# Task set
a) From the DataSet class tutorial, print the passage between "Data set class" and "to one sample.", inclusive.
b) Summarize the DataSet class tutorial in three sentences.

# Extract provided
Data set class

The DataSet class contains all the information to build our model. Every column represents a particular variable, and each row corresponds to one sample.

Throughout this tutorial, we will use the Iris data set to give a notion of how to use the most important methods of the DataSet class.

Sepal length Sepal width Petal length Petal width Iris flower
5.1 3.5 1.4 0.2 Setosa
4.9 3.0 1.4 0.2 Setosa
4.7 3.2 1.3 0.2 Setosa
4.6 3.1 1.5 0.2 Setosa
5.0 3.6 1.4 0.2 Setosa
5.4 3.9 1.7 0.4 Setosa

Iris data set

You can download the iris data set here.

The DataSet class offers a wide variety of constructors. The easiest and the most common way to create a dataset object is employing the default constructor, which creates an empty data set.

DataSet data_set;

Once we have created the dataset object, the next step is to fill it with data:

data_set.set_data_file_name("../data/iris_plant.csv");
data_set.set_separator("Space");
data_set.read_csv();

By default, the last column is set as a target and the remainder as inputs. Note that, in this case, the last column contains three different categories. It is possible to set the name of each column by means of the DataSet class member called columns as follows

data_set.set_column_name(0, "sepal_length");
data_set.set_column_name(1, "sepal_width");
data_set.set_column_name(2, "petal_length");
data_set.set_column_name(3, "petal_width");
data_set.set_column_name(4, "iris_type");

The name of the categories of the last column is set automatically during the loading process.

Object pointing dataset rows:

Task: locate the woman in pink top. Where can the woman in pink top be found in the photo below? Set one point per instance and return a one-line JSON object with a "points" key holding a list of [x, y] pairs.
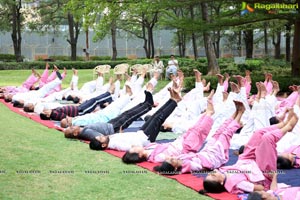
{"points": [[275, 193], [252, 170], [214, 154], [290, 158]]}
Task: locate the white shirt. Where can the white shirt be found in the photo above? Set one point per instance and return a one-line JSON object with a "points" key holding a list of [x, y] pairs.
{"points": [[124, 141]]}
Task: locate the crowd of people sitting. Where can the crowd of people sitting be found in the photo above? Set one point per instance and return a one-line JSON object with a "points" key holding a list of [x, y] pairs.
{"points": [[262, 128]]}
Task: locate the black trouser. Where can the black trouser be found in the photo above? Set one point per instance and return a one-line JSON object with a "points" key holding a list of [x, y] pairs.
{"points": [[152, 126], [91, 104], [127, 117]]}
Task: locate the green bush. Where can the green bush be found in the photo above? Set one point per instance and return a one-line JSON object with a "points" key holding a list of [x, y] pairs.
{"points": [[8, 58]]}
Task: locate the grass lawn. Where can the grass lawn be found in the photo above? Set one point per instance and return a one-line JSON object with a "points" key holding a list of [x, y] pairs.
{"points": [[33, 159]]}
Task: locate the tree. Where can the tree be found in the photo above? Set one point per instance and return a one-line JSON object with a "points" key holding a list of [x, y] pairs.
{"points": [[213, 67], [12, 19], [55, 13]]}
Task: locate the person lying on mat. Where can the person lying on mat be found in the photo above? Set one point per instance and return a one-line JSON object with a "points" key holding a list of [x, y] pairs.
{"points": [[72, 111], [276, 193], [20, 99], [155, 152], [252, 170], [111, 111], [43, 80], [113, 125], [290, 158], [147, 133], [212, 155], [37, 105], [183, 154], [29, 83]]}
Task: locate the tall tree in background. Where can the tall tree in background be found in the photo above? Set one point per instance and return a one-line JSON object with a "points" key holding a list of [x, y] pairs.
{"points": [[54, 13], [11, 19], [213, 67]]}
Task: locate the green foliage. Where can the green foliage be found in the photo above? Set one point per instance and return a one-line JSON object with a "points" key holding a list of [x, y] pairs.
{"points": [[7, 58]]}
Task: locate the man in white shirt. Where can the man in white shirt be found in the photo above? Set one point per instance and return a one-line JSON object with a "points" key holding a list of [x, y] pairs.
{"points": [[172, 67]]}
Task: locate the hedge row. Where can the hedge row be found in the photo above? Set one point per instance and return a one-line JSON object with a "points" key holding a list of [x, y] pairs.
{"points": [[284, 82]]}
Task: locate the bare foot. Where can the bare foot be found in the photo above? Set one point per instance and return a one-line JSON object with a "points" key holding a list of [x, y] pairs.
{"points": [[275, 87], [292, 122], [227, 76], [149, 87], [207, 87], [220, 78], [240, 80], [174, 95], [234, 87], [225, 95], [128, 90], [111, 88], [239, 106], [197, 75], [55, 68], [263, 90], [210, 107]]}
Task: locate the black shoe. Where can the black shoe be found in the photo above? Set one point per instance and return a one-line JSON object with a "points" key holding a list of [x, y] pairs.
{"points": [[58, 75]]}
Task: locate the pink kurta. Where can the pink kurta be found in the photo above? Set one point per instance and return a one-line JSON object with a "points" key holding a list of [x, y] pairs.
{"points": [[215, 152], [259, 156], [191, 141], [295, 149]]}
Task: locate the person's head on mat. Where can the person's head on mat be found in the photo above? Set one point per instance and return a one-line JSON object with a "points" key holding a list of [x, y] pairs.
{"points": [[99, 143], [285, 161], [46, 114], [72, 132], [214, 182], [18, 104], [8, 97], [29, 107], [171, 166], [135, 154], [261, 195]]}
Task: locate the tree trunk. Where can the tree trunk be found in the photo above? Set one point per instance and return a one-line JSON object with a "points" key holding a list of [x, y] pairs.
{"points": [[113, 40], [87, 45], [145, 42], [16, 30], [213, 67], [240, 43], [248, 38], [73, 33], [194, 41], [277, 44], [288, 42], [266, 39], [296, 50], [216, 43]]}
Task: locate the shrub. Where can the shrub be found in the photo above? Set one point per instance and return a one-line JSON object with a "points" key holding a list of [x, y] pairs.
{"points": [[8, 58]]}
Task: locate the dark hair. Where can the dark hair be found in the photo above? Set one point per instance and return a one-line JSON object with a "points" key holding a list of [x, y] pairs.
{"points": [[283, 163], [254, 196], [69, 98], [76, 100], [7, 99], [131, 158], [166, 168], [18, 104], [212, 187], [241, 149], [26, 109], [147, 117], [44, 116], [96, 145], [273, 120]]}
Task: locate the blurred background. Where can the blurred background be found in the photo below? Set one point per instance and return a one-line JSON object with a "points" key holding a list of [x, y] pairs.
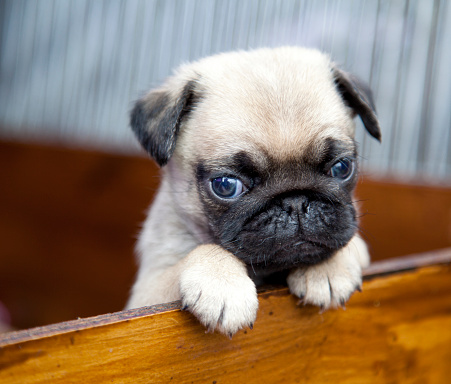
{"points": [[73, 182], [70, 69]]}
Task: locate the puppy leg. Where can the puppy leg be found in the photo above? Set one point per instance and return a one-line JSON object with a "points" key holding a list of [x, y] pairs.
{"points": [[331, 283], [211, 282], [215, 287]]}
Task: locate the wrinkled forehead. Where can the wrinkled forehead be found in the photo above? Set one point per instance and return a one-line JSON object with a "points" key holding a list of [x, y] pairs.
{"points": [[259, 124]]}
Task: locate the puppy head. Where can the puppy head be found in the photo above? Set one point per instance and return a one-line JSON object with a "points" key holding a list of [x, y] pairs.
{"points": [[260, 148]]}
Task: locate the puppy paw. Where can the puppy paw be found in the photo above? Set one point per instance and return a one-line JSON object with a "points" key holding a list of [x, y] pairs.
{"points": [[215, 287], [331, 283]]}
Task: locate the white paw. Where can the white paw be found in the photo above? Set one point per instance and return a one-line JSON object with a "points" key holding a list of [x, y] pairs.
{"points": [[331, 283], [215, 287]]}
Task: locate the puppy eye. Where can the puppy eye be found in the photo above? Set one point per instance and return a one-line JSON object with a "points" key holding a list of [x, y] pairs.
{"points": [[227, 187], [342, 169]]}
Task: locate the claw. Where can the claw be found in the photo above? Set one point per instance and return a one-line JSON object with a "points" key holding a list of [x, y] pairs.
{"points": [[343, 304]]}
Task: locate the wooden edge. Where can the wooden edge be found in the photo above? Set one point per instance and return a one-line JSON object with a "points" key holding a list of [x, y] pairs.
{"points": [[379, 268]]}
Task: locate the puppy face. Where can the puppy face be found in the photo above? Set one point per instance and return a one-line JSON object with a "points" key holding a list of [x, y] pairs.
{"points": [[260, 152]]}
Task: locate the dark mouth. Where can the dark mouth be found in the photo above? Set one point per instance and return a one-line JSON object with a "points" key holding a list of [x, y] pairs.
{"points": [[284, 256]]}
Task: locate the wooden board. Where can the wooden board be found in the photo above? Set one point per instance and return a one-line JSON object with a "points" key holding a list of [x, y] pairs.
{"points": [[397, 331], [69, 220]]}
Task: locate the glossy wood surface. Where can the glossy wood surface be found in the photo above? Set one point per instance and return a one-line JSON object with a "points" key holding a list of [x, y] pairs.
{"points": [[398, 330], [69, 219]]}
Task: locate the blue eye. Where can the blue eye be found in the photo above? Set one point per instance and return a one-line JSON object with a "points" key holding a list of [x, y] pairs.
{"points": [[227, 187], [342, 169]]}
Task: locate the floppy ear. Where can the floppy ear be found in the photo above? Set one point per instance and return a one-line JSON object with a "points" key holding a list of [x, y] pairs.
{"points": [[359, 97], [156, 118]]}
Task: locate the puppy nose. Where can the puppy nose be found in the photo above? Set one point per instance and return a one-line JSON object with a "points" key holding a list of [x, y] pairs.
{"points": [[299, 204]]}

---

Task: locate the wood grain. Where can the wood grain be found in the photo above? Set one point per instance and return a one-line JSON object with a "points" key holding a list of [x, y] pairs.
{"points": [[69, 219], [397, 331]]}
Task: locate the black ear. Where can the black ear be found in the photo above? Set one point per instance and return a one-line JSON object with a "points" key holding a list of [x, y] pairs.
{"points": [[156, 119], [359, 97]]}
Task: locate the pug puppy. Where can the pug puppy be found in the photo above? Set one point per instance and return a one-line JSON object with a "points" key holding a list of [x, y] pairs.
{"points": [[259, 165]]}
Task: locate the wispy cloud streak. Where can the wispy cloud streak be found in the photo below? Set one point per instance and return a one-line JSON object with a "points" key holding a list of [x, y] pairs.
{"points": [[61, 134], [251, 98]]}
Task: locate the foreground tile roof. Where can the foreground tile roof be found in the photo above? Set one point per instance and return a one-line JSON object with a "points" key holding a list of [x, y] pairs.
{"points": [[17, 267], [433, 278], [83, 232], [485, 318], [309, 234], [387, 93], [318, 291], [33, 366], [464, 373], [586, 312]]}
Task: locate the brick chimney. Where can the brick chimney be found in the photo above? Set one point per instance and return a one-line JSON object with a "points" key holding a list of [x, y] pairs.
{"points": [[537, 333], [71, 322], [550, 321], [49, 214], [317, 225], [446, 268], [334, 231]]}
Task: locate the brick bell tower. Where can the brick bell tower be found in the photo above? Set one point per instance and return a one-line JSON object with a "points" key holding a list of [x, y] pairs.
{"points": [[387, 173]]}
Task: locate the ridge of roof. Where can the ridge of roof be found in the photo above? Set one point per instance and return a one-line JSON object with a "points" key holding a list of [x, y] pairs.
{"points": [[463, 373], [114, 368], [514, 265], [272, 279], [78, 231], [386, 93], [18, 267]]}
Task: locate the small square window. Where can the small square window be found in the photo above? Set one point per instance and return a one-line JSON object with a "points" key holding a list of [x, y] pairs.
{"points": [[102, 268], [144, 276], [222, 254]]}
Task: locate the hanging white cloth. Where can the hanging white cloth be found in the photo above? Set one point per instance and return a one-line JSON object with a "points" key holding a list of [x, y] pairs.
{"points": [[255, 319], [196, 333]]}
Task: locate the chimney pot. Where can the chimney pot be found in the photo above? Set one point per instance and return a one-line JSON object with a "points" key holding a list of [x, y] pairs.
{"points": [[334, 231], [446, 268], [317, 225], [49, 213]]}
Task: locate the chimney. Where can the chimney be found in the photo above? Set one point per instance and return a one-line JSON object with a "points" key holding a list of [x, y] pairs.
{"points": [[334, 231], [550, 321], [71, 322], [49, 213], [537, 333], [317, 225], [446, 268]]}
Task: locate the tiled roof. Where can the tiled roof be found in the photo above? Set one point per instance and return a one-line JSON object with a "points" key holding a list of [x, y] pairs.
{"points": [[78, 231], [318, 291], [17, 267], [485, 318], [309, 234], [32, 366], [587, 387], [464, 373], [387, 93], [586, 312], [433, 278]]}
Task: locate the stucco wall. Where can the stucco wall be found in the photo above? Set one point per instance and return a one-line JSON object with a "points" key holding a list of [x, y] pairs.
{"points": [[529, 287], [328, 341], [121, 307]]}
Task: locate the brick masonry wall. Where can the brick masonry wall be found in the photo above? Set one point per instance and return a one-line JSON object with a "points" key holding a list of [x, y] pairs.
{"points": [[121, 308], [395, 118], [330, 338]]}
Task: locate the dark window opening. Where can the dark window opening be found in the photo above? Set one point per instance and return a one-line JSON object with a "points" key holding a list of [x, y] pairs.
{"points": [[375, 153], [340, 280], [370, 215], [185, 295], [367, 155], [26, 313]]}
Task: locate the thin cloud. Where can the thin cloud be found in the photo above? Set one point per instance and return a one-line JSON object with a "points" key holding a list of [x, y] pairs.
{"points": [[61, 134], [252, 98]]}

# Response list
a)
Data set class

The DataSet class contains all the information to build our model. Every column represents a particular variable, and each row corresponds to one sample.

b) The DataSet class holds all the information needed to build a model, with each column representing a variable and each row one sample, and the tutorial uses the Iris data set to show its main methods. The simplest way to create a data set is the default constructor, which makes an empty one that is then filled by setting the data file name and separator and reading the CSV file. By default the last column is the target and the rest are inputs; column names can be set with set_column_name, while the category names of the last column are set automatically during loading.